> _Exercise prompt_: Print each of the entries exactly, leaving nothing out.

> _Excerpted data_:
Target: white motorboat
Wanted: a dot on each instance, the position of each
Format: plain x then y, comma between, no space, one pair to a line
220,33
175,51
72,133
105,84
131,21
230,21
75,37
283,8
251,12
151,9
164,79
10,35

> _Solution_:
Target: white motorboat
Wanted: a dot on each instance, the position of each
Format: plain x then y, comma between, no space, one pair to a line
220,33
175,51
72,133
105,84
131,21
230,21
75,37
283,8
251,12
151,9
164,79
10,35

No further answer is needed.